-- Given records --
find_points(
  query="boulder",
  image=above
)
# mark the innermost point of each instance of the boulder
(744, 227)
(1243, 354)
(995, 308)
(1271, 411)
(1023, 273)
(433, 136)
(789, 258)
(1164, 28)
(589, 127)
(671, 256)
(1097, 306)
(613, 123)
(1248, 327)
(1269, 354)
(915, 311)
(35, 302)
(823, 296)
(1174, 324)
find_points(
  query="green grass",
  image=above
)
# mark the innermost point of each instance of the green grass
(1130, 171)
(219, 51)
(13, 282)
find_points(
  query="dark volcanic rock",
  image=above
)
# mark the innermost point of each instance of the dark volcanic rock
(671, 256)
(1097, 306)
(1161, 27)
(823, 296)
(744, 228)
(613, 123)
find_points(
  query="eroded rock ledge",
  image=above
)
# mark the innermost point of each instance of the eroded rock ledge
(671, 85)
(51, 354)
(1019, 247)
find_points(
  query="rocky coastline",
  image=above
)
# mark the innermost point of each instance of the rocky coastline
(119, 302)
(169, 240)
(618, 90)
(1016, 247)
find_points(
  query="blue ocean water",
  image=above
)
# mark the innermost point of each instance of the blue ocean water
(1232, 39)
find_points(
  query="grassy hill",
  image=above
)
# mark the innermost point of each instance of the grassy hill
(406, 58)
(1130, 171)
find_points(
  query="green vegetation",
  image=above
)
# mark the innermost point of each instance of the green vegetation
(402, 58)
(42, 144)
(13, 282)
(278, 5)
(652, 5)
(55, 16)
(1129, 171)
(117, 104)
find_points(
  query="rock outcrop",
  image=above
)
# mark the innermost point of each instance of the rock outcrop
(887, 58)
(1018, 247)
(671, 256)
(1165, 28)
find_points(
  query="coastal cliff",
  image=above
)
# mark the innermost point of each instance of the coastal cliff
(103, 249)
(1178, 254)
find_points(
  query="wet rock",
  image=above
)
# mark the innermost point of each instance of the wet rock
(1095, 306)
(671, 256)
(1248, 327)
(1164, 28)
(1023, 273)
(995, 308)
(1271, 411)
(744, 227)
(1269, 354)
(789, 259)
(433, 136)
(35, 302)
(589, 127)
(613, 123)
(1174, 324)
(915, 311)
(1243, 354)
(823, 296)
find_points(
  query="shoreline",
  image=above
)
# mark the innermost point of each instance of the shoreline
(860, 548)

-- Problem to solve --
Pick out every line in the data above that contains the string "outcrop" and copy each one. Case counts.

-- The answer --
  query="rock outcrop",
# mark the innermost point of each instance of the rock outcrop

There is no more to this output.